**The problem:**
Among the lines below, tally those that hold "dark". Return the number and nothing more.

**Given records:**
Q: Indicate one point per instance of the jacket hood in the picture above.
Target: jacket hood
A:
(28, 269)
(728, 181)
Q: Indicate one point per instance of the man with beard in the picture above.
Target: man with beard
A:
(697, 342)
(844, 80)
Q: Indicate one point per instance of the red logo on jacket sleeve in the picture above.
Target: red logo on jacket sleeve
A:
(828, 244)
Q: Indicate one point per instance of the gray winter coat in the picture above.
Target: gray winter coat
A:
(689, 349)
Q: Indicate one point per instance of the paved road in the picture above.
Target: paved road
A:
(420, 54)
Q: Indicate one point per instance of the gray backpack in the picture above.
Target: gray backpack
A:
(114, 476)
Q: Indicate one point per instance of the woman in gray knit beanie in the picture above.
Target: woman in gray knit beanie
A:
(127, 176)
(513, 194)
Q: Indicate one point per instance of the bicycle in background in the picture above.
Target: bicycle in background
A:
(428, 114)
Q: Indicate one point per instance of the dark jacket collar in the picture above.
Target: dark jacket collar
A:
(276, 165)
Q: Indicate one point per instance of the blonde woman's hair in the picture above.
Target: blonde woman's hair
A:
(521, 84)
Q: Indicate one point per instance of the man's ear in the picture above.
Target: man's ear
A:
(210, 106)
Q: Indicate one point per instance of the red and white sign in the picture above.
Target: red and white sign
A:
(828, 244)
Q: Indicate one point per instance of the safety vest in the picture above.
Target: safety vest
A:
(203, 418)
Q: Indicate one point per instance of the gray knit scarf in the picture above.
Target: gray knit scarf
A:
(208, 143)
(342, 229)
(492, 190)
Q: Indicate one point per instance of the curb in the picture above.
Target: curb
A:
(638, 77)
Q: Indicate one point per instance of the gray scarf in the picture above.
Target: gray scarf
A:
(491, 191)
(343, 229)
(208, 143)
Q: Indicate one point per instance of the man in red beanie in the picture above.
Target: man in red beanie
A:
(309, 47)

**Exercise answer:**
2